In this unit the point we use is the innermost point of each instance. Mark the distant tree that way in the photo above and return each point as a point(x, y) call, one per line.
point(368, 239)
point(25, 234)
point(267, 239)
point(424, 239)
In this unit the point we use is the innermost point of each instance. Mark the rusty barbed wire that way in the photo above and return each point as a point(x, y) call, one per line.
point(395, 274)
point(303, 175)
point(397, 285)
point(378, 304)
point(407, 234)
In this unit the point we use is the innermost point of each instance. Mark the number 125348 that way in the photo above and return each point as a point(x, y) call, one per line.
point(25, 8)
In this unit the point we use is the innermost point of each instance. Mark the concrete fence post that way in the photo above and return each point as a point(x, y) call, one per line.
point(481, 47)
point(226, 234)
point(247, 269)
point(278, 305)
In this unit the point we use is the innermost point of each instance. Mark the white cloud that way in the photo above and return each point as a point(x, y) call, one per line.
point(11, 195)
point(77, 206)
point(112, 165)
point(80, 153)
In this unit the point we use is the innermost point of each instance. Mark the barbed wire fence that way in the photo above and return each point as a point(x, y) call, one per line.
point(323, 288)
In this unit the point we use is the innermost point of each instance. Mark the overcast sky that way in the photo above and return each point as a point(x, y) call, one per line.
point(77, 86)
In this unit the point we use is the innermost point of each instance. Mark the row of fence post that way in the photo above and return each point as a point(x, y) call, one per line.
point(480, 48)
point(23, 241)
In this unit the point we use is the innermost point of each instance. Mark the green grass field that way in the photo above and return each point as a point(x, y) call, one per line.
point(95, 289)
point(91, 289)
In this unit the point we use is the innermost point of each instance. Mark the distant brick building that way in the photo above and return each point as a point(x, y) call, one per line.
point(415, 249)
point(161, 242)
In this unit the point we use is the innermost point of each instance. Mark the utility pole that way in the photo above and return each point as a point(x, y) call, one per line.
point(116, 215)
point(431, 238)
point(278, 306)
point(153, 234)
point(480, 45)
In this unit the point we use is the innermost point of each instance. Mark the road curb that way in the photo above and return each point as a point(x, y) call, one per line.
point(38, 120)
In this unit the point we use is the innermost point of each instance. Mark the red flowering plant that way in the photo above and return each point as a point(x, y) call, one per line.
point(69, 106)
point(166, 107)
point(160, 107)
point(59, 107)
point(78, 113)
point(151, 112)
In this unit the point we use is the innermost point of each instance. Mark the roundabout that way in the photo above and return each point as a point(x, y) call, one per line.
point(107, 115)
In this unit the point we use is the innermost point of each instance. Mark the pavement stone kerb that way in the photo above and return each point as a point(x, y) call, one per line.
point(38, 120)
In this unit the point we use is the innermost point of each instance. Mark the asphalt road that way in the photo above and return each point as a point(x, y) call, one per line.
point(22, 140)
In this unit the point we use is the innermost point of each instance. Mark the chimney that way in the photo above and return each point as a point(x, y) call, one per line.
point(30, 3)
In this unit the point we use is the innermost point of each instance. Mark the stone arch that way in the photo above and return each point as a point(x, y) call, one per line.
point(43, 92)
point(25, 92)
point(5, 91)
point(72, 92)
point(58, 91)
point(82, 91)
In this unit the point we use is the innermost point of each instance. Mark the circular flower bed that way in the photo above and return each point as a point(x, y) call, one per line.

--

◆ Brief ◆
The full set of records, transcribed exactly, is the answer.

◆ Task output ◆
In this unit the point we use is the innermost point of each instance. Mark the distant tree that way in the photo above and return each point as a point(x, y) call, one per line.
point(368, 239)
point(25, 234)
point(267, 239)
point(424, 239)
In this unit the point we use is the innermost point of each instance. Mark the rusty barbed wire that way in the photo above and return each point as a point(x, y) call, one per line.
point(395, 274)
point(303, 175)
point(397, 285)
point(378, 304)
point(407, 234)
In this unit the point we use is the innermost point of each instance. Mark the number 125348 that way in the photo above and return each point as a point(x, y) call, one per line.
point(25, 8)
In this unit the point we use is the innermost point of each instance. Mark the concrete fence post that way in the photo above and return each point as a point(x, y) call, one per line.
point(481, 47)
point(226, 234)
point(247, 269)
point(278, 305)
In this unit the point we use is the innermost point of each instance. Mark the white cloud that way in the photo above and return each point as a point(x, y) call, one per line.
point(11, 195)
point(77, 206)
point(112, 165)
point(80, 153)
In this unit the point we use is the innermost point of each instance. Mark the barbed wire fence that way in the photo above and return each point as a point(x, y) call, one per line.
point(323, 288)
In this unit the point we use is the innermost point of each instance. Mark the overcast sky that way in the photo above and return each point as a point(x, y) call, one per line.
point(77, 86)
In this unit the point we use is the innermost point of each instance. Mark the row of fence post that way in the photo above and return each point as a point(x, y) call, one per line.
point(480, 48)
point(23, 241)
In this unit the point we use is the innermost point of each instance. Mark the green grass field that way in the photo above and return each point as a point(x, y) call, one per line.
point(95, 289)
point(91, 289)
In this unit the point we use is the innermost point of each instance. Mark the distant brick building that way in the photo above and return each point as a point(x, y) call, one per line.
point(415, 249)
point(161, 242)
In this unit the point we use is the innermost point of each instance. Mark the utility pole that way in the photo above and return each point as a point(x, y) call, one per line.
point(116, 215)
point(431, 238)
point(278, 306)
point(153, 234)
point(480, 45)
In this unit the point we use is the innermost point of each instance. Mark the road curb that way in the photo above and return each point as a point(x, y) call, one per line.
point(38, 120)
In this unit the point we use is the innermost point of each instance. Mark the red flowering plant that way in the photo above and return each point as a point(x, y) call, one per line.
point(69, 106)
point(166, 107)
point(160, 107)
point(59, 107)
point(78, 113)
point(151, 112)
In this unit the point we use is the innermost point of each instance. Mark the roundabout that way in the photo above and return each point as a point(x, y) call, one per line.
point(107, 115)
In this unit the point we use is the innermost point of each instance. Mark the pavement stone kerb that way in the photo above and return each point as a point(x, y) call, one per line.
point(38, 120)
In this unit the point we use is the innermost point of each instance. Mark the asphalt road that way in the photo above and return each point as a point(x, y) call, one per line.
point(22, 140)
In this unit the point we use is the innermost point of each instance. Mark the chimney that way in the photo above and return each point as a point(x, y) call, one per line.
point(30, 3)
In this unit the point we use is the innermost point of each instance. Mark the stone arch that way in the photo above and return each point as a point(x, y) call, one per line.
point(43, 92)
point(25, 92)
point(5, 91)
point(72, 92)
point(58, 91)
point(82, 91)
In this unit the point we use is the innermost point of each instance. Mark the circular flower bed that way in the photo above and return each point as a point(x, y) call, one per line.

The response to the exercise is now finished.